**What is required:** Can you rewrite every line of the items below as one numbered list, dropping any blank lines?

Location identification items
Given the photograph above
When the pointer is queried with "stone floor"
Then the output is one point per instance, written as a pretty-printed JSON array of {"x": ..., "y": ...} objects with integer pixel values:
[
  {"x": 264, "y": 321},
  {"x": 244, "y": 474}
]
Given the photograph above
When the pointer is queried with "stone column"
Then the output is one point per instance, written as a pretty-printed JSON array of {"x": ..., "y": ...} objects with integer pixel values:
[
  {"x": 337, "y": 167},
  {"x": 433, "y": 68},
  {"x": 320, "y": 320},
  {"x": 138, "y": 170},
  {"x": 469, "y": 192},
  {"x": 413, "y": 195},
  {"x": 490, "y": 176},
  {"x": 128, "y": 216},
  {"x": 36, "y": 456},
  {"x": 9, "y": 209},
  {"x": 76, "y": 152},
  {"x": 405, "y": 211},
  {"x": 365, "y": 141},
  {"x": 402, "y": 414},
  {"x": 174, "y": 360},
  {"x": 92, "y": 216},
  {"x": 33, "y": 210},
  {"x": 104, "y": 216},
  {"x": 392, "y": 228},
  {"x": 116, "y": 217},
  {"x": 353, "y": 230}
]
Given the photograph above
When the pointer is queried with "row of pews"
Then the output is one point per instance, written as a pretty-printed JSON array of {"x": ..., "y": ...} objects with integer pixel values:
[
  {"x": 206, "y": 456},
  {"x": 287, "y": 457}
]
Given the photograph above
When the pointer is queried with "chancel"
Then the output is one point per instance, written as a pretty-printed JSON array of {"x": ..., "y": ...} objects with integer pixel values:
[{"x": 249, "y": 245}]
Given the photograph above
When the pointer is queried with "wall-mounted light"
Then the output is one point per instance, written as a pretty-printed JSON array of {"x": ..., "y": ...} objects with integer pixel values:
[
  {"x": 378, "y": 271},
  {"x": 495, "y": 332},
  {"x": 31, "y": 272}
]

**Correct result:**
1. Given the photograph above
2. When the pointer is queried with "stone floor"
3. Then the output is one point per instance, written as a pretty-printed JSON array of {"x": ..., "y": ...} objects with integer pixel values:
4. [
5.   {"x": 264, "y": 321},
6.   {"x": 244, "y": 474}
7. ]
8. Given the photograph above
9. When the pointer is queried with "stone column"
10. Then the output is one point per instance, written as a pretty-printed JSON array of {"x": ..., "y": ...} objects with integer pixel values:
11. [
12.   {"x": 337, "y": 167},
13.   {"x": 433, "y": 68},
14.   {"x": 320, "y": 320},
15.   {"x": 138, "y": 170},
16.   {"x": 469, "y": 192},
17.   {"x": 413, "y": 195},
18.   {"x": 490, "y": 176},
19.   {"x": 128, "y": 216},
20.   {"x": 36, "y": 456},
21.   {"x": 9, "y": 209},
22.   {"x": 76, "y": 152},
23.   {"x": 405, "y": 211},
24.   {"x": 365, "y": 141},
25.   {"x": 402, "y": 414},
26.   {"x": 174, "y": 360},
27.   {"x": 92, "y": 216},
28.   {"x": 33, "y": 210},
29.   {"x": 104, "y": 216},
30.   {"x": 392, "y": 228},
31.   {"x": 116, "y": 217},
32.   {"x": 353, "y": 230}
33. ]
34. Given the photograph above
35. When the pointer is queried with "row of pews"
36. Then the output is one point per instance, written as a pretty-printed JSON array of {"x": ..., "y": ...} objects with integer pixel values:
37. [
38.   {"x": 206, "y": 456},
39.   {"x": 287, "y": 457}
40. ]
41. Given the photograph above
42. When the pointer is queried with "chancel"
43. Then the output is one point per instance, written as a pretty-printed JSON array of {"x": ..., "y": ...} objects with integer pixel values:
44. [{"x": 249, "y": 245}]
45. Given the photograph above
46. When the pointer is queried with "wall-mounted light"
47. Then the output is one point per instance, written as a pretty-printed JSON array of {"x": ..., "y": ...} objects with integer pixel values:
48. [
49.   {"x": 378, "y": 271},
50.   {"x": 495, "y": 332},
51.   {"x": 31, "y": 272}
52. ]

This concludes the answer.